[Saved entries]
/---

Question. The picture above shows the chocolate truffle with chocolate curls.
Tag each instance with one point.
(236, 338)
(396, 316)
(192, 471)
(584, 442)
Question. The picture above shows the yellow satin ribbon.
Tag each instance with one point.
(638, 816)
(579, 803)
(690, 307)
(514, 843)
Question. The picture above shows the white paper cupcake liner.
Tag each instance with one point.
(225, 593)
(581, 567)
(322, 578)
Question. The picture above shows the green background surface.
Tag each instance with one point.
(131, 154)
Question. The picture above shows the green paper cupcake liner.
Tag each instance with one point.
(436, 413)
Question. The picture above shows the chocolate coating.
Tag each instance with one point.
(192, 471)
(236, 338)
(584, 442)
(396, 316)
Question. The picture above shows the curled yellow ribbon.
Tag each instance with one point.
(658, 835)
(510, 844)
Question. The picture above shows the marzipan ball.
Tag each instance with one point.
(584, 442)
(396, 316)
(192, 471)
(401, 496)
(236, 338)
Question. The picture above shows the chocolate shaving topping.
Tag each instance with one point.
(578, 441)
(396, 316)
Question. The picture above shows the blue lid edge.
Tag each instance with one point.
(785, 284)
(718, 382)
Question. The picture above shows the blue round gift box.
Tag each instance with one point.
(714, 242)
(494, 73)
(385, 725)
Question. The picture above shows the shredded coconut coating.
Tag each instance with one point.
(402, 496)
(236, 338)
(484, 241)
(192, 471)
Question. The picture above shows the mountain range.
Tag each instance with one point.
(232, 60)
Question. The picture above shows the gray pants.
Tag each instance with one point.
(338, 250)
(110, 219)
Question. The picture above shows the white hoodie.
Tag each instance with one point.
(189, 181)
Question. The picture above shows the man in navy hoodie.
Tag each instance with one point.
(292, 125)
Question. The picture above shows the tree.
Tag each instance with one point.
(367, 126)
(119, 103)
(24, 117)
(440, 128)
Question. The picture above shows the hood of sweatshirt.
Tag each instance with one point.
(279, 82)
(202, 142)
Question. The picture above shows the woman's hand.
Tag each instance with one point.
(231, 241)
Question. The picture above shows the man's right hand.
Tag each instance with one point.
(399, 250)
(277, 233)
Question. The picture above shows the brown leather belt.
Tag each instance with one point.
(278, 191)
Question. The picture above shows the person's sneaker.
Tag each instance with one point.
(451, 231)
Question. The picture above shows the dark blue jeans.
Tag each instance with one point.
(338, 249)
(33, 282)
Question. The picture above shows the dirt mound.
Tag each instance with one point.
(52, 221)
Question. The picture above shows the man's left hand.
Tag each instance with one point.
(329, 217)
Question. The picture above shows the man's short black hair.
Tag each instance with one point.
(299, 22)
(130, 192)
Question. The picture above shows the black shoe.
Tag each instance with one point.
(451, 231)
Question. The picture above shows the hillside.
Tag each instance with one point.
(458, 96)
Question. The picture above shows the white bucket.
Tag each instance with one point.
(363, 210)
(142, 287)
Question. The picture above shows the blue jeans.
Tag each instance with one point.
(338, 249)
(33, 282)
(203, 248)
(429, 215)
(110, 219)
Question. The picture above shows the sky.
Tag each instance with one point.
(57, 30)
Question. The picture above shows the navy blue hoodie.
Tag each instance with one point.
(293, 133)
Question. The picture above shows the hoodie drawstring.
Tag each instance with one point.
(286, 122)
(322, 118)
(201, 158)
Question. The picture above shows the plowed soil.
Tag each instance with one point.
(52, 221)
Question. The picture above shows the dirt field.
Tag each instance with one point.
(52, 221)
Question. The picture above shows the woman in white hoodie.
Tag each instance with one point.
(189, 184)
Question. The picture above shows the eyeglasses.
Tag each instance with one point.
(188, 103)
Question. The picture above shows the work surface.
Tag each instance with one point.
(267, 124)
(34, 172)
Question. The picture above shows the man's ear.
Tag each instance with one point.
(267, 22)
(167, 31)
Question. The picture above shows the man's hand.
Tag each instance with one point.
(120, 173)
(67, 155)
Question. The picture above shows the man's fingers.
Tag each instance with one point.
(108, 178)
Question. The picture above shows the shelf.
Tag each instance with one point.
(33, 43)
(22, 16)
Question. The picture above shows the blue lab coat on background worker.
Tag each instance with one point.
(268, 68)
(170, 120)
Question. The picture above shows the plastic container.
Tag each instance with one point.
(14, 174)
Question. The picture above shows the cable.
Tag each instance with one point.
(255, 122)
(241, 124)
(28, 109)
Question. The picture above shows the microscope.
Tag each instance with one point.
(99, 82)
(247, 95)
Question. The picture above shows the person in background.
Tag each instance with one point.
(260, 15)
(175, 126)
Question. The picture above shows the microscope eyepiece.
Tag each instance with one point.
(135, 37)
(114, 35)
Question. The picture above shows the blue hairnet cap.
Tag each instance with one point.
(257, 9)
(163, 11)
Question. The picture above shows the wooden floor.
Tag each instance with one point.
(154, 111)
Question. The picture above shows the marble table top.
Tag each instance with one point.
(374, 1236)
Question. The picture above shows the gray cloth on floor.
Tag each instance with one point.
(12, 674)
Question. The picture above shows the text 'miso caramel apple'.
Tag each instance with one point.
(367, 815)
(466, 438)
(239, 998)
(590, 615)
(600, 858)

\---

■ **PROBLEM REQUIREMENTS**
Whenever the word "coating" occurs in a line above, copy that line.

■ **REPLY**
Question. The picture above shows the chocolate coating.
Question. The picture above shows the shredded coconut coating.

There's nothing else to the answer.